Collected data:
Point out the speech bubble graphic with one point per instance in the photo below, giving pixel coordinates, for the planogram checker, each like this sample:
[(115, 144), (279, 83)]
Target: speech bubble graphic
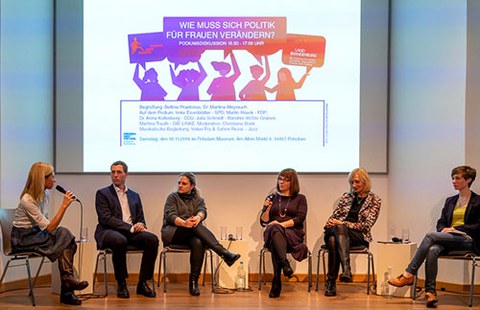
[(304, 50), (146, 47)]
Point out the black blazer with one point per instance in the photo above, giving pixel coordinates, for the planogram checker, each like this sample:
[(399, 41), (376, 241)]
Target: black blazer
[(109, 212), (471, 224)]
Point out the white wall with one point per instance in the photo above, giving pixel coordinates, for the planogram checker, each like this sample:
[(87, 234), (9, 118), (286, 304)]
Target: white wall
[(427, 114), (26, 95)]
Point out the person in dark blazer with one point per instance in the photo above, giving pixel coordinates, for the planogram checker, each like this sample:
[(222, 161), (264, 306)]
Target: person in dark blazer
[(457, 229), (184, 213), (121, 222)]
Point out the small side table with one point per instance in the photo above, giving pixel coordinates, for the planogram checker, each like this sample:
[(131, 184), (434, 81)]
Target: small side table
[(397, 256), (226, 275)]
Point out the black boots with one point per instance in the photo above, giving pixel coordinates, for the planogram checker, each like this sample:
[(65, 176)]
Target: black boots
[(193, 285), (230, 258), (122, 290), (69, 298), (144, 289), (287, 269), (330, 288), (69, 283), (343, 243)]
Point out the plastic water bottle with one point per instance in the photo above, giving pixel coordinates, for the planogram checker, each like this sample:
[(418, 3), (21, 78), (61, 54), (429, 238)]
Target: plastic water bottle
[(386, 291), (240, 282)]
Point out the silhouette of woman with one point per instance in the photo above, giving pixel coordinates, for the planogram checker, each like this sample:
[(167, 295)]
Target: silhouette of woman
[(222, 88), (255, 89), (151, 90), (286, 85)]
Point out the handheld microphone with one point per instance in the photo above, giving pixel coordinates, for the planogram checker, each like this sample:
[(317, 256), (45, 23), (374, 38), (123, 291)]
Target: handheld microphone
[(63, 191)]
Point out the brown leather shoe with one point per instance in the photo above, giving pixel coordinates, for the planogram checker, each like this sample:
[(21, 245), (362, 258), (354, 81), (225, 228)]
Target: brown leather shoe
[(431, 300), (401, 281)]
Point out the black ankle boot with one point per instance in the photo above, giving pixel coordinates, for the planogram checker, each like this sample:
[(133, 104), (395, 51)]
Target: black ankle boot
[(276, 288), (230, 258), (69, 298), (287, 269), (344, 255), (330, 288), (193, 286)]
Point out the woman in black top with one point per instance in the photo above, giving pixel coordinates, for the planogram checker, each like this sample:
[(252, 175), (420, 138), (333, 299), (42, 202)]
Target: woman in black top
[(184, 213), (284, 214)]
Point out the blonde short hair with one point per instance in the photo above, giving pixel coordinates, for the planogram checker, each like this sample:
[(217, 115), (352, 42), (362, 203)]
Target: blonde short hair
[(363, 175), (35, 185)]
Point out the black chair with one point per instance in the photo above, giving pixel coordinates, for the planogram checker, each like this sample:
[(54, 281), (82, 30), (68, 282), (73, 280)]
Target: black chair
[(261, 271), (458, 255), (361, 249), (177, 248), (6, 222), (102, 255)]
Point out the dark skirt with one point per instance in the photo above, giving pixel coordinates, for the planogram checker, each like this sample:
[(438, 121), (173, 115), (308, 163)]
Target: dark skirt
[(47, 243), (294, 238)]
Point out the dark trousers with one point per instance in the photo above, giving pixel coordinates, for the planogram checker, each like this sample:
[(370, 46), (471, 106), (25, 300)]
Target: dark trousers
[(197, 239), (338, 239), (118, 242)]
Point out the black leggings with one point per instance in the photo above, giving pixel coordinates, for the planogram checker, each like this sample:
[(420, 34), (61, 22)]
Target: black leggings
[(197, 239)]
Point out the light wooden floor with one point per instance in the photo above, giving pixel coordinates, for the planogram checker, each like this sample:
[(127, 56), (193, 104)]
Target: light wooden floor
[(294, 296)]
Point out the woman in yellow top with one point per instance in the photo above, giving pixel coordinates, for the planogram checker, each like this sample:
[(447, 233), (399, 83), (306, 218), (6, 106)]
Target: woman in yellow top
[(457, 229)]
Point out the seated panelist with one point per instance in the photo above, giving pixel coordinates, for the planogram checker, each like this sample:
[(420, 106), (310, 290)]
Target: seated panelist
[(33, 231), (284, 214), (458, 228), (121, 222), (350, 225), (184, 213)]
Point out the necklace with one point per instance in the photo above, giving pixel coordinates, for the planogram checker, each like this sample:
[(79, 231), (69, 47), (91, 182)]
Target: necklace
[(280, 207)]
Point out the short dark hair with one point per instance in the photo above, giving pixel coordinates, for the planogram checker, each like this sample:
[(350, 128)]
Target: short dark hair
[(467, 172), (292, 175), (190, 176), (119, 162)]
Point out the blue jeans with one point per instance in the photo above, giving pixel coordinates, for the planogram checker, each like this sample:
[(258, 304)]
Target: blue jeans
[(432, 245)]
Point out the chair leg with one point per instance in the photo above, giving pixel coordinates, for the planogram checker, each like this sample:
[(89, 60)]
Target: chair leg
[(95, 272), (164, 272), (27, 263), (204, 268), (369, 259), (211, 272), (260, 270), (318, 270), (38, 271), (309, 271), (105, 281), (5, 271), (414, 288), (159, 269), (374, 278), (472, 283)]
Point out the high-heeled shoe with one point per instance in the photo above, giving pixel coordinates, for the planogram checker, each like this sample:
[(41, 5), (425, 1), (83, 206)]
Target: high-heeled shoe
[(287, 269), (276, 288)]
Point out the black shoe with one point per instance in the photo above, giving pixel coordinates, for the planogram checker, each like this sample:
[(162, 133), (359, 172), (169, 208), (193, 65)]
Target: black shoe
[(74, 285), (346, 277), (287, 269), (122, 290), (145, 290), (276, 289), (230, 258), (330, 289), (193, 288), (70, 298)]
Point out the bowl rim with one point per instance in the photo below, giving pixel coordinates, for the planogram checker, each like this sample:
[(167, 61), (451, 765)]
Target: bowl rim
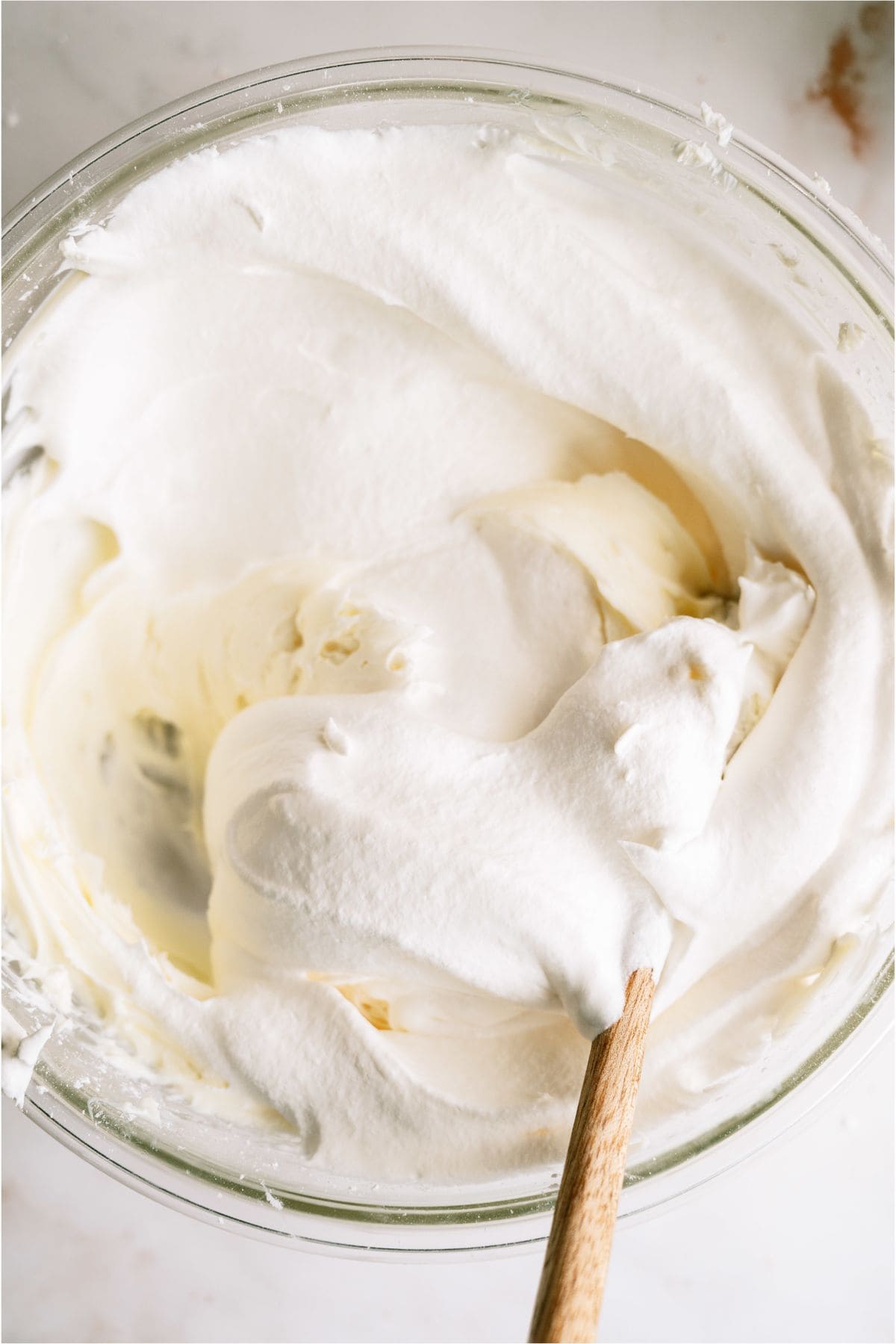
[(444, 69)]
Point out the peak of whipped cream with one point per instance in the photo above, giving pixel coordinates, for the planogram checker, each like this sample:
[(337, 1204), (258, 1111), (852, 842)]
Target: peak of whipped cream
[(442, 589)]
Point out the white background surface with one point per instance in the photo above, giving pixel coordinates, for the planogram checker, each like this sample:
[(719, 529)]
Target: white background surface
[(798, 1243)]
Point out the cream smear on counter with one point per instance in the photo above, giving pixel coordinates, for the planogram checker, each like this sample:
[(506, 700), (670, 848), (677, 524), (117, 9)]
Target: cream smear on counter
[(442, 589)]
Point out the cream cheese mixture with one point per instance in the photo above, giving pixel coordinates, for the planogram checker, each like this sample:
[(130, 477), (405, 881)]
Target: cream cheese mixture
[(442, 589)]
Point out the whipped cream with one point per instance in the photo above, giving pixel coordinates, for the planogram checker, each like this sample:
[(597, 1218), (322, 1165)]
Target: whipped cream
[(442, 589)]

Problem details
Retype every one of the rows above word for word, leaving the pictures out of your copy.

Solved problem
Point out the speech bubble graphic with one point per instance in the photo below, giving pixel coordinates, for the planogram checker, each like this sample:
[(115, 144), (279, 83)]
Target: speech bubble graphic
[(304, 50), (146, 47)]
Point out the black blazer with one point per instance in the photo above, giving pixel coordinates, for the planogram checker, each like this sample:
[(399, 41), (376, 241)]
Target: black blazer
[(109, 212), (471, 224)]
Point out the white wall with one point per instance in the photo above, giving pixel coordinates, for the planogram checker, each like this sample:
[(87, 234), (9, 118), (286, 304)]
Target: white wall
[(427, 114), (26, 95)]
Point out the person in dark blazer with one point per instance in the photo above, giving pixel coordinates, for the planogram checker, each like this sample:
[(222, 161), (264, 306)]
Target: person in dark blazer
[(457, 229), (184, 213), (121, 222)]
Point out the small side table with one point per instance in the photo above, giving pixel coordinates, for the planogram checker, each like this sample:
[(131, 184), (434, 81)]
Target: small side table
[(397, 256), (226, 275)]
Point out the black boots with one point per instance in the photo above, giving pixel coordinates, for the planogram checker, each like this sample:
[(65, 176)]
Target: black boots
[(193, 285), (230, 258), (122, 290), (69, 298), (144, 289), (287, 269), (330, 288), (69, 283), (343, 243)]
Point out the plastic water bottle with one point per instance in the photo above, giving pixel coordinates, for the planogram checker, each like this sample:
[(418, 3), (21, 78), (61, 54), (429, 238)]
Target: plastic water bottle
[(386, 291), (240, 282)]
Point out the silhouette of woman with one point per instance in the photo above, giving pixel coordinates, for the planogram checker, each like this sample:
[(167, 295)]
Target: silhouette of woman
[(222, 88), (255, 89), (151, 90), (286, 85)]
Point out the handheld microphone with one point per instance in the photo above, giving pixel coordinates, for the planogram checker, each like this sample:
[(317, 256), (45, 23), (374, 38), (123, 291)]
Target: handheld microphone
[(63, 191)]
Point out the brown leather shoe with one point per instance in the photo above, giving pixel coordinates, for the planogram checker, each like this sample:
[(21, 245), (362, 258), (354, 81), (225, 228)]
Target: brown leather shoe
[(431, 300), (401, 281)]
Point out the black ankle boot with one point per instance in the photo above, giving pixel coordinates, for the planogram checker, each like this sample:
[(133, 104), (395, 51)]
Target: black ankle boot
[(276, 288), (230, 258), (69, 298), (287, 269), (344, 255), (330, 288), (193, 286)]
Point out the woman in black top with one point per instance in the photo above, giving pixel coordinates, for the planogram checker, each like this sample:
[(252, 175), (420, 138), (333, 299), (42, 202)]
Target: woman in black top
[(184, 213), (284, 214)]
Point out the blonde short hair with one point per instance in the photo above, giving pixel coordinates, for the planogram checker, each like this sample:
[(217, 115), (352, 42), (362, 203)]
Target: blonde short hair
[(363, 175), (35, 185)]
Point out the black chair with one point per instance in the photo above, giving pixel coordinates, for the planogram checker, each like this sample:
[(54, 281), (82, 30), (68, 282), (73, 280)]
Target: black chair
[(261, 271), (458, 255), (361, 249), (177, 248), (6, 222), (102, 255)]
Point out the dark skirt with one point per instance in the photo above, giving pixel coordinates, for the planogram checker, each like this sample:
[(438, 121), (173, 115), (308, 163)]
Target: dark skirt
[(47, 243), (294, 238)]
Point out the dark trousers with one point per instance in the photo above, giving pixel coordinates, for the planogram checker, each like this sample:
[(370, 46), (471, 106), (25, 300)]
Target: dark trousers
[(197, 239), (338, 239), (118, 242)]
Point out the black leggings with one point per instance in the photo above, giving pixel coordinates, for the planogram checker, each like this sample:
[(420, 34), (61, 22)]
Target: black leggings
[(197, 239)]
Point out the light wooden floor with one point per instance in the photo above, giving pixel coordinates, for the planogram checker, each like this sample:
[(127, 56), (193, 104)]
Target: light wooden floor
[(294, 296)]
Point out the woman in yellow top with one point per instance in the photo above, giving pixel coordinates, for the planogram checker, each like this sample:
[(447, 233), (399, 83), (306, 218), (6, 106)]
Target: woman in yellow top
[(457, 229)]
Point out the seated panelist with one point per instance in the photo above, giving pixel coordinates, for the planogram checker, each like this sample:
[(420, 106), (310, 290)]
Target: seated panelist
[(33, 231), (284, 214), (458, 228), (121, 222), (350, 225), (184, 213)]
Point out the necklace with one point per instance in the photo above, giving pixel coordinates, for the planogram checker, each like this sample:
[(79, 231), (69, 47), (91, 182)]
Target: necklace
[(280, 207)]
Point out the short dark hair with one point per instance in the photo above, giving pixel coordinates, for the planogram checker, each like this sample:
[(350, 128)]
Target: short dark hair
[(467, 172), (292, 175), (190, 176), (119, 162)]
Point out the blue jeans with one point per instance in the photo above, giving pixel coordinates, for the planogram checker, each like this sample:
[(258, 304)]
Target: blue jeans
[(432, 245)]
Point out the chair leg with one point per instance in the photo above, giving pixel coordinates, for the planogram checker, each like this sample:
[(89, 60)]
Target: chair leg
[(95, 272), (164, 272), (27, 263), (204, 268), (369, 259), (211, 272), (260, 270), (318, 270), (38, 271), (309, 271), (105, 281), (5, 271), (414, 288), (159, 269), (374, 278), (472, 283)]
Point out the high-heeled shoe with one point per instance in the photo above, giving pixel coordinates, for the planogram checker, each like this sample:
[(41, 5), (425, 1), (83, 206)]
Target: high-heeled shoe
[(287, 269), (276, 288)]
Point out the black shoe with one point per instance in the photo above, giving pixel coordinates, for the planogram checker, each like this sample:
[(162, 133), (359, 172), (169, 208), (193, 65)]
Target: black shoe
[(74, 285), (346, 277), (287, 269), (122, 290), (145, 290), (276, 289), (230, 258), (330, 289), (193, 288), (70, 298)]
Point out the bowl rim with one point per instance in the photo below, giving pixel coordinates, for the planogram checker, each like this sample:
[(167, 61), (451, 765)]
Target: bowl rim
[(444, 69)]
Point out the peak of whipped cream with one point per instance in the photo above, giving pixel coordinates, for the planogram checker, each like this sample:
[(337, 1204), (258, 1111), (852, 842)]
Target: peak of whipped cream
[(442, 589)]
Point out the white background surface with one point per instance in the photo above, giving pixel coordinates, for the planogram checker, each like this sample:
[(719, 529)]
Target: white background surface
[(798, 1243)]
Point out the cream smear on counter with one point per instance in the photo above, giving pixel coordinates, for the planogram checker, each like this sample:
[(506, 700), (670, 848), (677, 524), (117, 9)]
Target: cream smear on counter
[(442, 589)]
Point out the cream cheese mixture with one point per instance in the photo above, giving pixel coordinates, for the planogram checker, each like this sample:
[(130, 477), (405, 881)]
Target: cream cheese mixture
[(442, 589)]
Point out the whipped cream with one point per instance in the photo above, giving pixel coordinates, for the planogram checker, each like this sample:
[(597, 1218), (322, 1165)]
Target: whipped cream
[(442, 589)]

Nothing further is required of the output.